ウイルス検体を業務で公開、なぜ逮捕?:セキュリティクラスタ まとめのまとめ 2017年11月版(1/3 ページ)
2017年11月のセキュリティクラスタ、キーワードは「macOS」「share」「国際会議」でした。新バージョンのmacOSで、パスワードを入力しなくてもログインできることが突然明らかになり、衝撃が走りました。Share監視サービスを行っていたセキュリティ企業の社員が、そのShareでウイルスを共有していたとして逮捕。毎年恒例の「CODE BLUE」と「AVTOKYO」では、興味深い各講演の合間にセキュリティクラスタの人々が交流を深めていました。
Shareの監視サービス担当者、ウイルス保管容疑で逮捕
2017年10月31日の夜、セキュリティ企業の社員がウイルスを不正に保管していた容疑で逮捕とのニュースが発表、セキュリティクラスタで大きな話題となります。逮捕された担当者は、P2Pファイル共有ソフト「Share」を監視していました。自社管理していたShareの共有フォルダに、ウイルス感染済みのファイルを保存していたということです。
セキュリティに関連した業務では、調査などの都合でウイルスを保管していることがあります。監視サービスを提供している業者がそれだけで逮捕されるとは信じられない、という感想を持った人が多かったようです。Shareがまだ使われていたのか、と驚いているツイートもありました。
ところが事件の詳細が分かるにつれて少しずつ雲行きが変わっていきます。
Shareの仕組み上、共有フォルダに入っているファイルやキャッシュファイルを全てのShareユーザーがアクセスできるようになっています。これがデフォルト設定です。

=-=-=

*実施する課題:*
(A) セキュリティまとめ記事では、2017年11月のセキュリティクラスタのキーワードとして何が挙げられていますか？すべて列挙してください。
(B) セキュリティまとめ記事によると、逮捕された担当者が監視していたソフトは何ですか？
(C) Shareのウイルス保管事件を扱ったセキュリティまとめ記事の続きを書いてください。
次の入力データは、上のセキュリティまとめ記事とは無関係です。

*入力データ:*
=-=-=

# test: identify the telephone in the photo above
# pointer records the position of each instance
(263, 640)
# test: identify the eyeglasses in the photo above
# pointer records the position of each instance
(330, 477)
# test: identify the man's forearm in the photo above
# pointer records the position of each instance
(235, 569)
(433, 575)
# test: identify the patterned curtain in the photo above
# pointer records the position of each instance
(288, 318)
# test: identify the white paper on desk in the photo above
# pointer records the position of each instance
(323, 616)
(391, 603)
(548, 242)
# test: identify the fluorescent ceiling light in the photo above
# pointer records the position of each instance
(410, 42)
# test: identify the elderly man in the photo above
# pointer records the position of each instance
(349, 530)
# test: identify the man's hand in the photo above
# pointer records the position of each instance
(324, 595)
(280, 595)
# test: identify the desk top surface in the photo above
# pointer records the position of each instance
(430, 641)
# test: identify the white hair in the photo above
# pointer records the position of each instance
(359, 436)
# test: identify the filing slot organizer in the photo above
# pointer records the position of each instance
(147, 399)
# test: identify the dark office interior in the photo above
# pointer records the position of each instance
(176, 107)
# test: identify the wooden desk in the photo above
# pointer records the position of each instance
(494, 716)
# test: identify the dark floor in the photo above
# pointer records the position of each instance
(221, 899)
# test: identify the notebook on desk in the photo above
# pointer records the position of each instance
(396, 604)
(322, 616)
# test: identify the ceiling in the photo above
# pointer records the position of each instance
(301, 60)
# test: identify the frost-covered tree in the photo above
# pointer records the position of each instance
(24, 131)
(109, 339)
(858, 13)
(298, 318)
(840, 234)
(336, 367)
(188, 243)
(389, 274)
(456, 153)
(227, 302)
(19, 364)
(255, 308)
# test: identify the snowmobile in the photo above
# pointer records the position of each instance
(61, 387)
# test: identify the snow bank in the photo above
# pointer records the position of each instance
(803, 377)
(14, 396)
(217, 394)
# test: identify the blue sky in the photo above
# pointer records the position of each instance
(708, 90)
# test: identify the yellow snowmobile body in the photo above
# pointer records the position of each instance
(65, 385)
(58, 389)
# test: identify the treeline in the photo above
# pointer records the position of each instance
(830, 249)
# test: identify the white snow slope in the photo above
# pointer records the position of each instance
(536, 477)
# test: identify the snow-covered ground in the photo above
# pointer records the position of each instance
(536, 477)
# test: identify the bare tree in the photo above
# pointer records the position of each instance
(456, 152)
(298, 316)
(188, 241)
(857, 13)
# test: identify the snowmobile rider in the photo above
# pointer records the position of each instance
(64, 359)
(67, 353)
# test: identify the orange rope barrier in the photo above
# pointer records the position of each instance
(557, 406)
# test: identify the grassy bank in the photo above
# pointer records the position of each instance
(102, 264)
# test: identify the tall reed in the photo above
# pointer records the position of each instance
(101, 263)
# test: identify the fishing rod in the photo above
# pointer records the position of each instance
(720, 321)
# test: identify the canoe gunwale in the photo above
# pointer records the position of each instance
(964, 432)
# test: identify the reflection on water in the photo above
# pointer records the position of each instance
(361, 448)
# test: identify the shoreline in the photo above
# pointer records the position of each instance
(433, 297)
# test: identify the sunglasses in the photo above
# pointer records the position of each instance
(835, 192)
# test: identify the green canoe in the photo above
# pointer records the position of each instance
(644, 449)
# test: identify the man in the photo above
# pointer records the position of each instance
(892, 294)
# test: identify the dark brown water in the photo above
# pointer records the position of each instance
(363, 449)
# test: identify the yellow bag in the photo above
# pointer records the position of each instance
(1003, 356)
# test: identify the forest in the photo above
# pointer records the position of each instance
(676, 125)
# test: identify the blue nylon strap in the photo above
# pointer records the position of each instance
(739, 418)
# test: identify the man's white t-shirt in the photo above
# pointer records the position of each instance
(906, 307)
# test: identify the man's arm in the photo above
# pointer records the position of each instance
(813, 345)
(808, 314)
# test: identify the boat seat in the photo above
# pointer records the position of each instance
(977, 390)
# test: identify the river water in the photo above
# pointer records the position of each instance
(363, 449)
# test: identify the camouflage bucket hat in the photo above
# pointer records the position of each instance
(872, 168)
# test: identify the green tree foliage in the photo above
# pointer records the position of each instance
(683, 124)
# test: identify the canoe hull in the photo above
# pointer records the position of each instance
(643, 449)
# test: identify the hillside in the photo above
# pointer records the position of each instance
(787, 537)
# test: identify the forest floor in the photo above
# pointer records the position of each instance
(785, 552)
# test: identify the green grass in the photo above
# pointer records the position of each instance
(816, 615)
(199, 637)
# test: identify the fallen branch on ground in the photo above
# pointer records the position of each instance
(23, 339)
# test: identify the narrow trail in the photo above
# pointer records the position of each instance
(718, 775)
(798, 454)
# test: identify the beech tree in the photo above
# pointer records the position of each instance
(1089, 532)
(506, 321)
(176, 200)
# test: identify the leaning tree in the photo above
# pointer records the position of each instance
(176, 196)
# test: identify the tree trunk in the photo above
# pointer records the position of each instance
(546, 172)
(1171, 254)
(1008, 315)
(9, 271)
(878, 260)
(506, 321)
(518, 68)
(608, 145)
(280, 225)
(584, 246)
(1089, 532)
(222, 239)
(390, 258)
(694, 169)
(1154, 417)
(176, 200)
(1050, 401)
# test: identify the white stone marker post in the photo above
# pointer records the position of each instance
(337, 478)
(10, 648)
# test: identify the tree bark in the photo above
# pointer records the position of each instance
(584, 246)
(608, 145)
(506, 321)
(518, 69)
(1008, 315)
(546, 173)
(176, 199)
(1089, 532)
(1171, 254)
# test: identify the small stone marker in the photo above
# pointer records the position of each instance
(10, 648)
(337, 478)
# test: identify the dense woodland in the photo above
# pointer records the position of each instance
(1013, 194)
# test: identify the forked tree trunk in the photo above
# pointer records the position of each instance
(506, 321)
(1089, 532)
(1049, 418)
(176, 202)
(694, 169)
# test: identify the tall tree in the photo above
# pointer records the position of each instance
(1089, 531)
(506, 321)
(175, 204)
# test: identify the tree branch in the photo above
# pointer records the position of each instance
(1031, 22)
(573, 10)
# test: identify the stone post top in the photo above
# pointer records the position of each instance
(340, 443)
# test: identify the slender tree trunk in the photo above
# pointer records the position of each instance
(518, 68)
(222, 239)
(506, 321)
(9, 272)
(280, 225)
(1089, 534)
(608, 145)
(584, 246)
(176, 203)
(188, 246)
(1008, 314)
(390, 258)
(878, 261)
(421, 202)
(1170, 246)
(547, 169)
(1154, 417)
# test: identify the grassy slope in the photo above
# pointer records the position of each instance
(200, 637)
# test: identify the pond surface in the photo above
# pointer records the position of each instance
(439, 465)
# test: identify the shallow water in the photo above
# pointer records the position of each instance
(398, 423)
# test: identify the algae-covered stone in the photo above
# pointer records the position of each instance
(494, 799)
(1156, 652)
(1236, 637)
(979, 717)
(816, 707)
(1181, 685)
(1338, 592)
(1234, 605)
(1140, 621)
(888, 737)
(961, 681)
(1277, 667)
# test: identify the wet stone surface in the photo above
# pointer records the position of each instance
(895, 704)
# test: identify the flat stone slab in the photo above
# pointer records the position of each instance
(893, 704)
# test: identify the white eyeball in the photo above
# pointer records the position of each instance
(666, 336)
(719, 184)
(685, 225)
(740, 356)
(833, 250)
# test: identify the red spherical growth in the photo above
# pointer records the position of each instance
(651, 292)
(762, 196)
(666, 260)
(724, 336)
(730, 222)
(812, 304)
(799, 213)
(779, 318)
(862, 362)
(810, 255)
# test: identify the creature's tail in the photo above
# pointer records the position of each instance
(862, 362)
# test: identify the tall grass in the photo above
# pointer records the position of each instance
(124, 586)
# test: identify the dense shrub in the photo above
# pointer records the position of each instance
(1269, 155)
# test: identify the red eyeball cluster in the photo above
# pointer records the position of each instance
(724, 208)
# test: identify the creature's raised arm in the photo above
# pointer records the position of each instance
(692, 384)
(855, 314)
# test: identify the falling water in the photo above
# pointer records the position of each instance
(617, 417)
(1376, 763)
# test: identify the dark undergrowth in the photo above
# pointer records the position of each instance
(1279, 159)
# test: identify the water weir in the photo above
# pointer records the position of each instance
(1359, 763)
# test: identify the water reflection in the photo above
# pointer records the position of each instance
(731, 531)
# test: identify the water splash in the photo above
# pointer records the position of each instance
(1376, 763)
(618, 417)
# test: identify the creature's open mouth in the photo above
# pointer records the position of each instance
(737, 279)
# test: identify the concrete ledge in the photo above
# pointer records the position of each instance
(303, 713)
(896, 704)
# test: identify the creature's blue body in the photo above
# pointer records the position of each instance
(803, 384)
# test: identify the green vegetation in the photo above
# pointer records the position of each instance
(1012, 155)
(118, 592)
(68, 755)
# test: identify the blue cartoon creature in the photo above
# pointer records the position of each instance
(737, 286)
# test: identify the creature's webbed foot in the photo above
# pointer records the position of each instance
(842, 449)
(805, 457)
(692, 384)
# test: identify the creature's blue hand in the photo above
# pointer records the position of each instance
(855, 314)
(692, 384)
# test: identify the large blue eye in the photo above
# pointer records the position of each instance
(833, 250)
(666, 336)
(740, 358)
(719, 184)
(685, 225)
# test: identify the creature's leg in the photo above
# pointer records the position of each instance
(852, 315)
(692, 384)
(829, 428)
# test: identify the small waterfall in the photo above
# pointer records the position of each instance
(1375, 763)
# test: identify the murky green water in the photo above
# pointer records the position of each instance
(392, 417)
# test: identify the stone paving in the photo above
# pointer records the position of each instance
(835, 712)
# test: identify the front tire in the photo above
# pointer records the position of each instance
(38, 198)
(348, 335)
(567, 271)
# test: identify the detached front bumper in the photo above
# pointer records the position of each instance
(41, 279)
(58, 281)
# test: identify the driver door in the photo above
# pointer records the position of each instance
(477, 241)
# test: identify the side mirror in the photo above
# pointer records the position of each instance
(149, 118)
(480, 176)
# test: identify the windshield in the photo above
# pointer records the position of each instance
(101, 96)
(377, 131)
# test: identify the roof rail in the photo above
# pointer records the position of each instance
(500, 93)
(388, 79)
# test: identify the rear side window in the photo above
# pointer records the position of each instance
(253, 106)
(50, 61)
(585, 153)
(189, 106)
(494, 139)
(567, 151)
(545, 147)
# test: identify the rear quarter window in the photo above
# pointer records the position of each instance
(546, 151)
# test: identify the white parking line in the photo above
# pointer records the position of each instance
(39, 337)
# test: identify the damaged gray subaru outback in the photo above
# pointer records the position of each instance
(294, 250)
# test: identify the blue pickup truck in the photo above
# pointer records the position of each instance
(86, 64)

=-=-=

*各課題の回答:*
(A) 「macOS」「share」「国際会議」

(B) P2Pファイル共有ソフト「Share」です。

(C)
しかしファイル共有を止めるパッチを入手できることを、Shareを使っている人々は知っています。パッチを使うことで共有せずに監視できるにも関わらず、逮捕された社員はパッチを当てずに運用していたというのです。
監視サービスを行うプロなのだから、パッチが存在することくらい知っているはず、もし知らないのならプロとして知識が足りないという意見が多くありました。「保管していたが、悪いこととは思っていない」と供述しているとの報道もあり、逮捕されるのは当然ではないかという手厳しい意見もありました。
そうした中、公開しただけで逮捕するのはやり過ぎではないか、功を急いだのではないか、注意するだけでよかったのではないかという意見もありました。第二のWinnyやLibrahack事件(岡崎図書館事件)になぞらえるツイートもありました。
これに関連して懸念を持っているユーザーの声もありました。ハニーポットを公開し、そこにマルウェアが入っていた場合、同じように逮捕される危険があるのではないかという懸念です。